Starting at the line that contains "plume, it would be much appreciated." and continuing through the end of the data, reproduce every line verbatim, omitting the pictures.
───
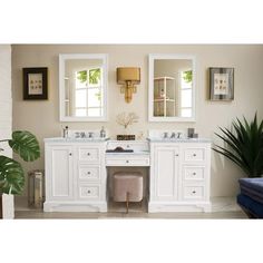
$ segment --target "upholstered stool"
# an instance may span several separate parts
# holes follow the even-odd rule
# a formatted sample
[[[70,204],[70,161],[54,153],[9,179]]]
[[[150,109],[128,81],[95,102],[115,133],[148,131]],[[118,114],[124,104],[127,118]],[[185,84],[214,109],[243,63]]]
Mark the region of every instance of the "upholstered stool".
[[[117,172],[114,174],[114,201],[126,202],[126,213],[129,202],[143,201],[143,176],[139,172]]]

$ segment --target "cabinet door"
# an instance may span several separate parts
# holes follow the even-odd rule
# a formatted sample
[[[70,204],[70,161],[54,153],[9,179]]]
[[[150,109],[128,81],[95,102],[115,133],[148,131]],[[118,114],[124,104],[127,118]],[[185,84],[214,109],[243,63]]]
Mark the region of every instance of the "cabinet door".
[[[154,162],[155,197],[157,201],[178,198],[178,147],[156,147]]]
[[[46,152],[46,192],[50,199],[72,199],[72,147],[51,146]]]

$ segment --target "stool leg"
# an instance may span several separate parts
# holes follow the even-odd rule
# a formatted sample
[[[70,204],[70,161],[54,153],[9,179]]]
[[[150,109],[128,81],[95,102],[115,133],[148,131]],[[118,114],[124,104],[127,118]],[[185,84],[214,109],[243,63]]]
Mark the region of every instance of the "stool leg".
[[[129,213],[129,192],[126,193],[126,214]]]

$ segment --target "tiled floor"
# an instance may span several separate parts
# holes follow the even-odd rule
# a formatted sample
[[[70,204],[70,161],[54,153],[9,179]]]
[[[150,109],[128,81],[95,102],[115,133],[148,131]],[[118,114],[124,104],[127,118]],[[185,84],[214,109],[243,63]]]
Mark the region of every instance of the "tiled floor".
[[[125,205],[111,203],[108,207],[108,213],[79,213],[79,212],[49,212],[43,213],[42,210],[32,210],[27,206],[23,198],[16,201],[14,218],[59,218],[59,220],[111,220],[111,218],[172,218],[172,220],[228,220],[228,218],[247,218],[246,215],[236,205],[234,198],[217,197],[212,199],[212,213],[147,213],[146,204],[142,206],[134,203],[130,204],[129,213],[125,213]]]

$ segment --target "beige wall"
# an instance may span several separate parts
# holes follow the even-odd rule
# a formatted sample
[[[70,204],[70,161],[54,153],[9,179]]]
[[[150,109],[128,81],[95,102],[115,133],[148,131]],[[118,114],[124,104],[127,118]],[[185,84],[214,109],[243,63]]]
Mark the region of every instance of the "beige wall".
[[[135,111],[138,124],[136,134],[147,129],[185,129],[195,127],[201,137],[216,142],[214,132],[218,126],[230,126],[233,118],[245,115],[251,118],[255,110],[263,117],[263,46],[245,45],[13,45],[12,46],[12,91],[13,129],[28,129],[41,142],[41,158],[25,164],[26,169],[43,168],[43,143],[46,137],[60,136],[61,123],[58,113],[58,55],[67,52],[108,53],[108,123],[69,123],[69,128],[92,129],[104,125],[111,136],[121,132],[116,125],[120,111]],[[196,56],[196,123],[148,123],[148,53],[188,53]],[[116,68],[132,66],[142,68],[142,82],[132,104],[125,104],[124,95],[116,84]],[[22,68],[48,67],[49,99],[22,100]],[[207,100],[207,68],[235,68],[235,99],[232,103]],[[231,162],[212,152],[212,196],[232,196],[237,193],[237,178],[243,173]]]

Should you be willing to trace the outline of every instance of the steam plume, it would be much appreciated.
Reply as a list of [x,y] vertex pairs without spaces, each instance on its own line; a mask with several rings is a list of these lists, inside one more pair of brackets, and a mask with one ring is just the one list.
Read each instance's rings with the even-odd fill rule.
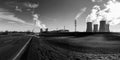
[[100,10],[100,6],[95,5],[91,11],[91,13],[87,16],[86,21],[87,22],[98,22],[97,19],[97,14]]
[[117,0],[108,0],[104,4],[105,8],[100,9],[100,6],[95,5],[92,12],[87,16],[87,22],[100,22],[105,20],[107,24],[116,25],[120,23],[120,2]]

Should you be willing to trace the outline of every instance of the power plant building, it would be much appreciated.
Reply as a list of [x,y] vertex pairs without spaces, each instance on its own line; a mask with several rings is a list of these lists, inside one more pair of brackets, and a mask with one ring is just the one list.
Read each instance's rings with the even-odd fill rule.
───
### THE RESPONSE:
Should you be willing to trace the outline of every instance of the steam plume, it would be much appreciated.
Reply as a list of [x,y] vertex pairs without spaces, each instance on its own line; a mask with several rings is a list of these lists, inside one more pair of brackets, and a mask with one ring is just the one list.
Read each instance's rings with the even-odd fill rule.
[[100,10],[100,6],[95,5],[91,11],[91,13],[87,16],[86,21],[87,22],[98,22],[97,19],[97,14]]
[[117,0],[108,0],[104,4],[105,8],[100,9],[100,6],[95,5],[92,12],[87,16],[87,22],[100,22],[105,20],[107,24],[116,25],[120,23],[120,2]]

Should you be willing to trace the outline of every instance of the power plant building, it would be much appreciated.
Reply as a list of [x,y] vertex pairs without spaces, each instance on its own line; a mask with several rings is a list of these lists, inside one more pair of brackets, and a mask with one ring is just the one list.
Read each instance's rings with the even-odd fill rule.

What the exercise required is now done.